▶ _YOUR INSTRUCTIONS_: Could you print out every entry, character for character?
=======
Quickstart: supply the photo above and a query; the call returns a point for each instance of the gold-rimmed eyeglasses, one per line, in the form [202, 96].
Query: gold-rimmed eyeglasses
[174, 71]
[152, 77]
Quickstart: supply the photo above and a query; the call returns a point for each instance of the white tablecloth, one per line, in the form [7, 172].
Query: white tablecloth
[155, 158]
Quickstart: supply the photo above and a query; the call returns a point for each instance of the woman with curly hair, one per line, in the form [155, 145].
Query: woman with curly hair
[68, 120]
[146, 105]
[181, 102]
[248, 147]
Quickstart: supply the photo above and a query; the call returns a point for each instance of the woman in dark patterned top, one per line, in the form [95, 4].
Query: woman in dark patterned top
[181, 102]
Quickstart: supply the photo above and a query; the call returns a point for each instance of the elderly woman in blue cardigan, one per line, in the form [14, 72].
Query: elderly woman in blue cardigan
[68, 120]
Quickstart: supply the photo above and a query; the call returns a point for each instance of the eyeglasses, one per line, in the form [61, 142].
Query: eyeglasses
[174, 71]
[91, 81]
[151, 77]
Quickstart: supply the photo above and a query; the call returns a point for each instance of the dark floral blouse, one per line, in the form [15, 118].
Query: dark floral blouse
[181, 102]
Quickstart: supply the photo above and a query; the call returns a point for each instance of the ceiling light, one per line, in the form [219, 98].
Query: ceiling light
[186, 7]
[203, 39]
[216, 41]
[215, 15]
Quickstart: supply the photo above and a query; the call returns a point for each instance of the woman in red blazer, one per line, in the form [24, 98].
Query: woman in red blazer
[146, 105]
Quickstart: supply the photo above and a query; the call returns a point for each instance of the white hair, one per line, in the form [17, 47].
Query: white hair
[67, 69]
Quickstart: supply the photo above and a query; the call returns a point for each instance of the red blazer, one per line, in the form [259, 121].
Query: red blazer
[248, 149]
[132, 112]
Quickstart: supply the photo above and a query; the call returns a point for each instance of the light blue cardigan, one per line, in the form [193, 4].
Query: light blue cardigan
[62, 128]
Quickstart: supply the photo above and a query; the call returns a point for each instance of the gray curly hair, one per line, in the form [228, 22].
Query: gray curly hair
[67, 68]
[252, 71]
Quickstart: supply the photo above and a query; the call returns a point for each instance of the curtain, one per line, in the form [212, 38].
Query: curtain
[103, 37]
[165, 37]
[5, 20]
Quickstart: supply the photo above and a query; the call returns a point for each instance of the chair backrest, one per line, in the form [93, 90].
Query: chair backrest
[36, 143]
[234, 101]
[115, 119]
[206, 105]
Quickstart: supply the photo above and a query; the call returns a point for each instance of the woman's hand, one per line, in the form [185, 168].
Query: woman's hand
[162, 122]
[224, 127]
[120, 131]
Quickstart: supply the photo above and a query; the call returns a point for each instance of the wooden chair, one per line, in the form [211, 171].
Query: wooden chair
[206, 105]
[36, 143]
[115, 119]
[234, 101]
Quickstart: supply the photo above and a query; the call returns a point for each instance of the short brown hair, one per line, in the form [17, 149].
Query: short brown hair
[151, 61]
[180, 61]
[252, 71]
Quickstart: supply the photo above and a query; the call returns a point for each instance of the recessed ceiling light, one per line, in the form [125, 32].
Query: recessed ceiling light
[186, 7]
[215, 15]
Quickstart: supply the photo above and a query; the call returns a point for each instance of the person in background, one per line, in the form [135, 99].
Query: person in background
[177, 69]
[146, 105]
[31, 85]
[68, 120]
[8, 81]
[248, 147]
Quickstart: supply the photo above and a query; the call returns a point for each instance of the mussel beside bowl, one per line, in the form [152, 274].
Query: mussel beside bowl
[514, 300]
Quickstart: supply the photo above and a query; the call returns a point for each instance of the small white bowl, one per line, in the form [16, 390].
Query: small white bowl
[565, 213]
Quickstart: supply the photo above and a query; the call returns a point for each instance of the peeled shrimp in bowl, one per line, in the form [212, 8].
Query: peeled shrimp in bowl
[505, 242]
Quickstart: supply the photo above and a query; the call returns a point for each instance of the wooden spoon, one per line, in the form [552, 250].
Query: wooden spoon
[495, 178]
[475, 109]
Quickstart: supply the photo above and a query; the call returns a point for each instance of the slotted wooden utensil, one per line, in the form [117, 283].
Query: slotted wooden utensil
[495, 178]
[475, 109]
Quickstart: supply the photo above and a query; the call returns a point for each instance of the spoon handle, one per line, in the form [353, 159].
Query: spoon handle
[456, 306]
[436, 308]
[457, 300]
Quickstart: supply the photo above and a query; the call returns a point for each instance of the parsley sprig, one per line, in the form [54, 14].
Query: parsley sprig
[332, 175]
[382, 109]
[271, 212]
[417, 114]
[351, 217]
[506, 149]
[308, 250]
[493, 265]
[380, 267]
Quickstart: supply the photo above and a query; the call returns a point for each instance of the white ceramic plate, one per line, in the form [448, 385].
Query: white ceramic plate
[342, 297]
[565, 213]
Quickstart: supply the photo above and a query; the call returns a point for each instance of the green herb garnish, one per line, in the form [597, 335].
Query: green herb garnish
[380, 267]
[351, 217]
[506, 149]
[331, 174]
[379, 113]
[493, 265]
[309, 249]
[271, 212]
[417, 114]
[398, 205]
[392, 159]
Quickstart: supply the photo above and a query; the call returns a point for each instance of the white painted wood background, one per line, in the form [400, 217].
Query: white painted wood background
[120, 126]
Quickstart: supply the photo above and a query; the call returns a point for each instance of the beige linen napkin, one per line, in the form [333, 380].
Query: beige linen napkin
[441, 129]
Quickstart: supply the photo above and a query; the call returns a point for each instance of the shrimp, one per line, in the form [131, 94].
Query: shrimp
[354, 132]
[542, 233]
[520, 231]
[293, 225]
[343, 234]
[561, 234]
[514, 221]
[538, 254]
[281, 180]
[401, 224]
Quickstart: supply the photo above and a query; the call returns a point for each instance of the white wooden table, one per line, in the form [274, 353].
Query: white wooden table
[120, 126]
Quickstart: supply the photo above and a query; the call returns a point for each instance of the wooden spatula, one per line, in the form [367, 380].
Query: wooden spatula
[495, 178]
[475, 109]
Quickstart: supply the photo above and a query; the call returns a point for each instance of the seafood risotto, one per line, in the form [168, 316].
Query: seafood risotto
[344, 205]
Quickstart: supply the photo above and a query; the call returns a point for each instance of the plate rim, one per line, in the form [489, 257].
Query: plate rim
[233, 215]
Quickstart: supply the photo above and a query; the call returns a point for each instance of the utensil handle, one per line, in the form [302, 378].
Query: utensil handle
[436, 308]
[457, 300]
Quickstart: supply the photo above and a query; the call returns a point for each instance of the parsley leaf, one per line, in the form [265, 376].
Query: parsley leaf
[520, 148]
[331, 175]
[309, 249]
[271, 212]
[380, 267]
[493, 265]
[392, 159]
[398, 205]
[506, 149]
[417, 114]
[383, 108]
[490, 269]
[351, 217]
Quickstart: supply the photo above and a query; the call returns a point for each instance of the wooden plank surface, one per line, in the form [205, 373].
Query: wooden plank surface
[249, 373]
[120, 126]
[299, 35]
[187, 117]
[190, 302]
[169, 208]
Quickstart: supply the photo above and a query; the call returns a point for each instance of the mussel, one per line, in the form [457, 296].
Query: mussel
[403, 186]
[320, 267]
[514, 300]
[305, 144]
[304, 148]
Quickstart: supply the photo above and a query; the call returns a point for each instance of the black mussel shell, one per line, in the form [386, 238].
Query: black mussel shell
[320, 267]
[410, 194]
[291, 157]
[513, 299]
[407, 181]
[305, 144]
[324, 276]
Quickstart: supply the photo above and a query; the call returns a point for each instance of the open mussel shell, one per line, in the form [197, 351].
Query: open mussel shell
=======
▶ _SOLUTION TO THE EXERCISE_:
Quickstart: supply the photo above and a query; the call returns a point for each instance of the gold-rimmed eyeglasses, one per line, in the form [202, 96].
Query: gold-rimmed eyeglasses
[174, 71]
[152, 77]
Quickstart: supply the photo above and a query; the call returns a point for each instance of the white tablecloth, one per line, in the form [7, 172].
Query: white tablecloth
[155, 158]
Quickstart: supply the photo above and a query; the call returns a point for each instance of the woman with curly hair, one per line, in the form [155, 145].
Query: woman with curly hair
[68, 120]
[146, 105]
[181, 102]
[248, 147]
Quickstart: supply the photo above and a query; the call returns a point for each instance of the woman in dark patterned top, one per line, in the form [95, 4].
Query: woman in dark patterned top
[181, 102]
Quickstart: supply the photo above and a query; the call returns a point for each instance of the elderly woman in blue cardigan, one per line, in the form [14, 72].
Query: elderly woman in blue cardigan
[68, 120]
Quickstart: supply the photo above and a query; the call returns a point for each instance of the eyeglasses, one per line, in the form [61, 142].
Query: eyeglasses
[174, 71]
[91, 81]
[151, 77]
Quickstart: supply the photo above and a query; the call returns a point for each instance of the dark floral blouse, one per line, in the form [15, 118].
Query: dark floral blouse
[181, 102]
Quickstart: supply the photo above and a query; the call returns a point for each instance of the ceiling light, one per line, in the form [219, 98].
Query: ceiling light
[186, 7]
[203, 39]
[216, 41]
[215, 15]
Quickstart: supply the photo above and a query; the call returns a point for each instance of the woman in red blazer, one per line, in the form [24, 98].
Query: woman in red blazer
[146, 105]
Quickstart: supply the photo above and a query; the call returns a point for each instance of the white hair, one per line, in the form [17, 47].
Query: white hair
[67, 69]
Quickstart: supply the photo above and a query; the call returns a point for each instance of the red blazer, one per line, in the form [259, 121].
Query: red blazer
[248, 149]
[132, 112]
Quickstart: supply the photo above and a query; the call returns a point for each instance of the light blue cardigan, one per line, in the form [193, 4].
Query: light blue cardigan
[62, 128]
Quickstart: supply the photo above and a query; the call returns a point for each instance of the gray curly hair, one per line, in the form [228, 22].
Query: gray curly hair
[67, 68]
[252, 71]
Quickstart: supply the photo above and a query; the call returns a point for each instance of the curtain, one per line, in the form [212, 38].
Query: curtain
[103, 37]
[165, 37]
[5, 20]
Quickstart: supply the photo above and a query; the call returns a point for each instance of the chair backrest, one per line, in the form [93, 90].
Query: chair backrest
[36, 143]
[234, 101]
[115, 119]
[206, 105]
Quickstart: supply the photo above and a query; the call returns a point for each instance of the woman's hand, one per line, in the form [185, 168].
Query: woman's hand
[162, 122]
[224, 127]
[120, 131]
Quickstart: supply the photo above and a query; the call returns a point for each instance of the wooden chair, one per line, in the form [211, 171].
Query: wooden chair
[206, 105]
[36, 143]
[115, 119]
[234, 101]
Quickstart: supply the photo above and a query; the call returns a point for each instance of the short brown hair, one per line, in the form [17, 149].
Query: short brown hair
[151, 61]
[180, 61]
[252, 71]
Quickstart: supply the photo above and a query; the call returns a point for each instance of the recessed ceiling light, one per line, in the form [125, 32].
Query: recessed ceiling light
[186, 7]
[215, 15]
Quickstart: supply the photo above and a query; the call returns a point for each instance of the person in background, one per line, in the form [135, 99].
Query: person in background
[177, 69]
[146, 105]
[31, 85]
[68, 120]
[8, 81]
[248, 147]
Quickstart: supply the photo above and a query; the call returns a point for each instance of the mussel beside bowl, one per line, in the form [152, 274].
Query: mussel beside bowl
[514, 300]
Quickstart: supply the photo above and a query; the call returns a point for each instance of the small white bowl, one per line, in the form [16, 390].
Query: small white bowl
[565, 213]
Quickstart: supply the photo above and a query; the call returns a point for each instance of the peeled shrimp in bowl, one per line, in the form [212, 8].
Query: peeled shrimp in bowl
[505, 242]
Quickstart: supply the photo above and a query; the call returns a point for each instance of the wooden spoon, one per line, in the form [552, 250].
Query: wooden spoon
[495, 178]
[475, 109]
Quickstart: supply the photo above and a query; the call returns a point for each instance of the slotted wooden utensil, one per line, in the form [117, 283].
Query: slotted wooden utensil
[495, 178]
[475, 109]
Quickstart: supply the photo above and a query; the call returns a point for each instance of the spoon handle, one per line, in the form [353, 159].
Query: spoon handle
[456, 306]
[436, 308]
[457, 300]
Quickstart: supply the photo above and a query; the call returns a point for each instance of the parsley sprig, one per line, in the form [54, 14].
Query: parsley sprig
[332, 175]
[382, 109]
[271, 212]
[417, 114]
[351, 217]
[506, 149]
[308, 250]
[493, 265]
[380, 267]
Quickstart: supply the photo above and a query; the call returns a point for each instance of the white ceramic plate, one per line, in the form [448, 385].
Query: white ceramic plate
[342, 297]
[565, 213]
Quickstart: supply the photo above and a query; the call returns a point for each instance of the green herb garnish, one per line, in the form [597, 335].
Query: green herb garnish
[380, 267]
[351, 217]
[506, 149]
[331, 174]
[379, 113]
[493, 265]
[309, 249]
[271, 212]
[417, 114]
[398, 205]
[392, 159]
Quickstart: supply the photo above and a query; the call returns a point for each instance of the white painted wood background, one per line, in the form [400, 217].
Query: white painted wood background
[120, 126]
Quickstart: supply the photo above and a query; the call returns a point for each instance of the beige linen napkin, one per line, in the form [333, 380].
Query: beige linen napkin
[441, 129]
Quickstart: supply the photo above and a query; the call returns a point for each instance of the shrimp, one per line, in the form [131, 94].
Query: shrimp
[354, 132]
[542, 233]
[520, 231]
[293, 225]
[343, 234]
[561, 234]
[514, 221]
[538, 254]
[281, 180]
[401, 224]
Quickstart: supply the photo above and a query; the call returns a point for each instance of the white wooden table, one per line, in the form [274, 353].
Query: white wooden table
[120, 126]
Quickstart: supply the photo above and a query; the call returns a point for each instance of the wooden spatula, one per line, in the form [367, 380].
Query: wooden spatula
[495, 178]
[475, 109]
Quickstart: supply the photo above and a query; the call returns a point for each instance of the seafood risotto, one per line, in the form [168, 316].
Query: seafood risotto
[344, 205]
Quickstart: supply the photo above and a query; the call returns a point for each instance of the plate rim, one per line, in the form [489, 257].
Query: plate rim
[233, 215]
Quickstart: supply the photo above and a query; the call returns a point for each instance of the utensil handle, one per line, in the form [302, 378].
Query: utensil handle
[436, 308]
[457, 300]
Quickstart: supply the photo above and a query; the call returns a point for each instance of the parsley leaf, one per line, in the form [265, 376].
Query: parsley leaf
[520, 148]
[331, 175]
[309, 249]
[271, 212]
[380, 267]
[493, 265]
[392, 159]
[398, 205]
[506, 149]
[417, 114]
[383, 108]
[490, 269]
[351, 217]
Quickstart: supply the photo above and a query; the call returns a point for each instance of the wooden plank surface, one per line, in the form [205, 373].
Query: wooden plank surface
[249, 373]
[120, 126]
[299, 35]
[187, 117]
[190, 302]
[169, 208]
Quickstart: supply the photo above and a query; the call returns a point for each instance of the mussel, one per line, in the form [457, 296].
Query: mussel
[403, 186]
[320, 267]
[514, 300]
[305, 144]
[304, 148]
Quickstart: supply the photo above and a query; the call returns a point for each instance of the black mussel shell, one per line, in the form [386, 238].
Query: black mussel shell
[320, 267]
[410, 194]
[291, 157]
[513, 299]
[407, 181]
[305, 144]
[324, 276]
Quickstart: supply the photo above and a query; the call returns a point for each instance of the open mussel shell, one per line, in the form [197, 351].
Query: open mussel shell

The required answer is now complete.